RECORDS PROVIDED below:

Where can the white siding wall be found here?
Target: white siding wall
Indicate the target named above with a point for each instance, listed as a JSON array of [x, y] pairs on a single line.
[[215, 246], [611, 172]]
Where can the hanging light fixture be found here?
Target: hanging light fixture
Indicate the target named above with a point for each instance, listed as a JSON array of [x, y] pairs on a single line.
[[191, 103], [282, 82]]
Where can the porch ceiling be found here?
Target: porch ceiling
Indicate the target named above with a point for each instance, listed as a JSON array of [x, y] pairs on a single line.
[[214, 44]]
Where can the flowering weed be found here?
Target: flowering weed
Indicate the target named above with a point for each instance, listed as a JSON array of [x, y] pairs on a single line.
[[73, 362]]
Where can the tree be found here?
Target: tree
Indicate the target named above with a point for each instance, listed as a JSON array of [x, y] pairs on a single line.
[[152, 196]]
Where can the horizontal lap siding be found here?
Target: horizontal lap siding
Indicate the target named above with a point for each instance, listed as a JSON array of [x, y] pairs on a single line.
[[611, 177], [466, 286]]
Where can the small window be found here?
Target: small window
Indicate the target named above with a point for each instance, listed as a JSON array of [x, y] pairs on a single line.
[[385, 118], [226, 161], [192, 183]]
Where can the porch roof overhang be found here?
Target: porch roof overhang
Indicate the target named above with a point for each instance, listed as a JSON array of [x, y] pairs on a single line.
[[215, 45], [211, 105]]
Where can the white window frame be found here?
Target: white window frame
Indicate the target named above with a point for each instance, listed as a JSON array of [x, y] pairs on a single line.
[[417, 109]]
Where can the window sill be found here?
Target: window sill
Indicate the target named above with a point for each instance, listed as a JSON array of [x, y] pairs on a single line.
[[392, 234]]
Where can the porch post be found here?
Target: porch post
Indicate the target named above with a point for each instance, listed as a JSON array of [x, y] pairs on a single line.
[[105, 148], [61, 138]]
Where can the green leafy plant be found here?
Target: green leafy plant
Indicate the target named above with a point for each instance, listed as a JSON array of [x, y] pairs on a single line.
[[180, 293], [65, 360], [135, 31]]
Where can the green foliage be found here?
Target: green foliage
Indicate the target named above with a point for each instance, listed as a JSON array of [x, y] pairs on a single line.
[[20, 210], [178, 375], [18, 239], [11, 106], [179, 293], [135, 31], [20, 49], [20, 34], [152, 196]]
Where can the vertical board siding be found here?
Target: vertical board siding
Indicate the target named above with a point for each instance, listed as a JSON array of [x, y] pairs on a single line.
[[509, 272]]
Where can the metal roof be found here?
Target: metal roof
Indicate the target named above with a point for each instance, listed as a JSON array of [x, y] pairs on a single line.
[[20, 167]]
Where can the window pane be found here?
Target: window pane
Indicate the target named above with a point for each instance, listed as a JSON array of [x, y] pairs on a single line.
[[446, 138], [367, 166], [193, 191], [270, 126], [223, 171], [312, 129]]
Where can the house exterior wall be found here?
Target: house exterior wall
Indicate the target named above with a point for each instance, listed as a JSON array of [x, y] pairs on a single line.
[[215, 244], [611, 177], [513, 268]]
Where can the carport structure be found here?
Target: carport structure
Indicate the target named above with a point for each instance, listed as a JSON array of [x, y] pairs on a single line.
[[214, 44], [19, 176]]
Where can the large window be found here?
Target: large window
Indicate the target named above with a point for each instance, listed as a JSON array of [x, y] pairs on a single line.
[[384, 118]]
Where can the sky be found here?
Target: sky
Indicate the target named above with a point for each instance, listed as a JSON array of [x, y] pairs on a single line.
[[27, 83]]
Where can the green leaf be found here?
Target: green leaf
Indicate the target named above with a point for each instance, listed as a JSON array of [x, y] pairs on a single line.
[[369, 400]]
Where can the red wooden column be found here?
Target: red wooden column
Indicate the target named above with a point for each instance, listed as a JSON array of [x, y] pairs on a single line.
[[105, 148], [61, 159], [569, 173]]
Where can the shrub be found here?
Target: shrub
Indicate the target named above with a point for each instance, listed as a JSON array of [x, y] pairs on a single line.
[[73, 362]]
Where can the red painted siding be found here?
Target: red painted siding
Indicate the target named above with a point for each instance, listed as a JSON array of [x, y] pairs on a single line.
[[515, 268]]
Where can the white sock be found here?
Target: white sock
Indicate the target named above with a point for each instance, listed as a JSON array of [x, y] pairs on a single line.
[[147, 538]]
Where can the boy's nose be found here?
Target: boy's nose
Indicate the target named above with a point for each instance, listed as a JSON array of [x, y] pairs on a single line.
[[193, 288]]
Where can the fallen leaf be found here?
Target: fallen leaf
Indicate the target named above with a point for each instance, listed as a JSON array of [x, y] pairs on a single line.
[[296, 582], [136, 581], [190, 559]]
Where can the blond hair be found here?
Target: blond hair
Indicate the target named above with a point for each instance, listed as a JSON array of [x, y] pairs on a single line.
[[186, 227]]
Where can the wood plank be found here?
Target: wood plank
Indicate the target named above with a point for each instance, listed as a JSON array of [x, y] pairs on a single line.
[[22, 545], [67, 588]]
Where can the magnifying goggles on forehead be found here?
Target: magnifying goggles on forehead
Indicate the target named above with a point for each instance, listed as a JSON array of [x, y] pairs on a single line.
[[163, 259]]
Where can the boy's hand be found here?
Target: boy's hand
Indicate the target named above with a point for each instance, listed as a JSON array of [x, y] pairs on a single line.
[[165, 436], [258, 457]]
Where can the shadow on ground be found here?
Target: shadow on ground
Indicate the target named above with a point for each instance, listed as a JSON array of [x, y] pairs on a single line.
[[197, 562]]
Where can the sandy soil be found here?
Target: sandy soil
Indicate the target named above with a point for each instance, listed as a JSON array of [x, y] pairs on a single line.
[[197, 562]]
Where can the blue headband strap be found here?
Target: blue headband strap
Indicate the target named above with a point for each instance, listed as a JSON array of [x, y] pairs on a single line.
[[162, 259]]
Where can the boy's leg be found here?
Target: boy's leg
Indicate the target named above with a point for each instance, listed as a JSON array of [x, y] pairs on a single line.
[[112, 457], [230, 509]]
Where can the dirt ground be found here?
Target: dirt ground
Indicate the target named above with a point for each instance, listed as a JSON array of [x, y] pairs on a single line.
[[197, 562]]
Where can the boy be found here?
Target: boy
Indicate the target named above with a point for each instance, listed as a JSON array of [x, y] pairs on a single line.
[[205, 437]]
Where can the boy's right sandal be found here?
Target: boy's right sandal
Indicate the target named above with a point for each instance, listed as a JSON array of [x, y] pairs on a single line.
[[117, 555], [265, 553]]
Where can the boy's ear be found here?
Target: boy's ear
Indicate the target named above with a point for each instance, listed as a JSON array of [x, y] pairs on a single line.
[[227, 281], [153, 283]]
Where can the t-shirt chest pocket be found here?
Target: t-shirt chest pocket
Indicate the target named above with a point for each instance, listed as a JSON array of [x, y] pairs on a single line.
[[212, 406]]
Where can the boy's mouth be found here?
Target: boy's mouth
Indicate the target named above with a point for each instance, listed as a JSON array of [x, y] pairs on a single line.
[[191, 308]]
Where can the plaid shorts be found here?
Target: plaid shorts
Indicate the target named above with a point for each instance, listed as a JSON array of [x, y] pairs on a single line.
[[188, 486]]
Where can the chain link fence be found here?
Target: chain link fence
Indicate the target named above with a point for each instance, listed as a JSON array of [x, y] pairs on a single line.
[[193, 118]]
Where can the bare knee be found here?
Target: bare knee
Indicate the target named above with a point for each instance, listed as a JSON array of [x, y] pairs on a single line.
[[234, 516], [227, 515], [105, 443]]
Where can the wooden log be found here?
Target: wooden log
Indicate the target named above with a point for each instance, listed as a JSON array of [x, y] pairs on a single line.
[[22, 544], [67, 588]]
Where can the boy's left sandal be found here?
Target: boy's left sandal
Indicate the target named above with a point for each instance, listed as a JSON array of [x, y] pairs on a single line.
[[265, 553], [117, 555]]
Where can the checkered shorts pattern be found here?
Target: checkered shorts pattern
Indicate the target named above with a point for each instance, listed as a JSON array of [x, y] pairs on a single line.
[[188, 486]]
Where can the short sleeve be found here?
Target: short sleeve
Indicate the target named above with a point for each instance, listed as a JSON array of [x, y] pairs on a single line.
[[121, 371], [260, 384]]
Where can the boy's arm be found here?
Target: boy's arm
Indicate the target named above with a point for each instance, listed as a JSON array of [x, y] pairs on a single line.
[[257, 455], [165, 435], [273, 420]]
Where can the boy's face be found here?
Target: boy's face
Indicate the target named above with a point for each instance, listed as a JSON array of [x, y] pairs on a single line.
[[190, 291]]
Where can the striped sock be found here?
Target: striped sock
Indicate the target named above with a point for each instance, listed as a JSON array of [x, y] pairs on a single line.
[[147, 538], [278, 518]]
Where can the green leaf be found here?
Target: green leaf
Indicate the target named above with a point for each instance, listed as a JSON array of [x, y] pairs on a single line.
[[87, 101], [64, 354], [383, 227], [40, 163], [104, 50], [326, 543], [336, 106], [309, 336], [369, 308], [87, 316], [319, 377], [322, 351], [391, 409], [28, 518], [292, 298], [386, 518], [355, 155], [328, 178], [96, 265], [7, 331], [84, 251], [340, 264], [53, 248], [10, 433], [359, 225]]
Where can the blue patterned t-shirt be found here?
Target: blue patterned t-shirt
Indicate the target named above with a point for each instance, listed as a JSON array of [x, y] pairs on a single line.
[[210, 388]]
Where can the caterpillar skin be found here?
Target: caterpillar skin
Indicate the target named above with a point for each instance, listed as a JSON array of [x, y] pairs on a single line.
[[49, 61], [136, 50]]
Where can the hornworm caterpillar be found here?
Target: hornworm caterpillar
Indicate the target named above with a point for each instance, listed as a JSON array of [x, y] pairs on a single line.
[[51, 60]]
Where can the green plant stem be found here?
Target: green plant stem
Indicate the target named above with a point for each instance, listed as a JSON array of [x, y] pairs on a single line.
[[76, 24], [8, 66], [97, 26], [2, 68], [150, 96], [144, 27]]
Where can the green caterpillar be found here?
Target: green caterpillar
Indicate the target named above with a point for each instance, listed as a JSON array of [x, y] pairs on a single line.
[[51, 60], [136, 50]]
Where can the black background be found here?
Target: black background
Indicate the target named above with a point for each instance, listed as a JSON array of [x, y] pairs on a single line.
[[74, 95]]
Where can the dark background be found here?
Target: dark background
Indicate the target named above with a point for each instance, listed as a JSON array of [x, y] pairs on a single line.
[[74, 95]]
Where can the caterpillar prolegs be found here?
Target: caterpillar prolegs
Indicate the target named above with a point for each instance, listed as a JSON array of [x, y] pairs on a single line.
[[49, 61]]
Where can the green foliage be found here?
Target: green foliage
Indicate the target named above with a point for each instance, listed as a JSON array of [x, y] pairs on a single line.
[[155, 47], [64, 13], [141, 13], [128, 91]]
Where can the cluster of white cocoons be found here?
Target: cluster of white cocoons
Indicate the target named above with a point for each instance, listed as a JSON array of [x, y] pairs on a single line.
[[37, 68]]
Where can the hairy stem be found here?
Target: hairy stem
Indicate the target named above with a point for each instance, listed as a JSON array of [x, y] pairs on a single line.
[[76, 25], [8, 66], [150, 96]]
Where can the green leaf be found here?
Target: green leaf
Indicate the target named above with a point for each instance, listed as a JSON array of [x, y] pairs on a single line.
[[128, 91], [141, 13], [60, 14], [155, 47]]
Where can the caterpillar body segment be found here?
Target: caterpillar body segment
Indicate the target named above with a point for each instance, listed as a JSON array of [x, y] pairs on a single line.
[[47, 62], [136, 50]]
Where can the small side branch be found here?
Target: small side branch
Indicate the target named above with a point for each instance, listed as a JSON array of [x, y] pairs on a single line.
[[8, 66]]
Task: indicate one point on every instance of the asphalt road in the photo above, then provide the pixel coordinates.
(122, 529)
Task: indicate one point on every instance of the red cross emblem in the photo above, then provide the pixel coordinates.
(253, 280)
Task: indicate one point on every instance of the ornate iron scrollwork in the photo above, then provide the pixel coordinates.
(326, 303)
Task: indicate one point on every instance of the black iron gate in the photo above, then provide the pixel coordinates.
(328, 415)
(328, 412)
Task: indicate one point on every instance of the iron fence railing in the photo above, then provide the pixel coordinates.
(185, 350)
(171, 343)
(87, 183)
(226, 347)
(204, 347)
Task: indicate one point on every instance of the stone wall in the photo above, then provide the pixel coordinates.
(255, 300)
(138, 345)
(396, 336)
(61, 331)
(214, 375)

End of RECORDS PROVIDED.

What is asked for is an exact copy of the lines above from the one containing "Target: hanging light fixture" through the one containing "Target: porch ceiling", and only those.

Target: hanging light fixture
Indicate the target named above with a point for each instance, listed as a JSON array of [x, y] pairs on a single line.
[[191, 103], [282, 82]]
Where can the porch ceiling be found here?
Target: porch ceiling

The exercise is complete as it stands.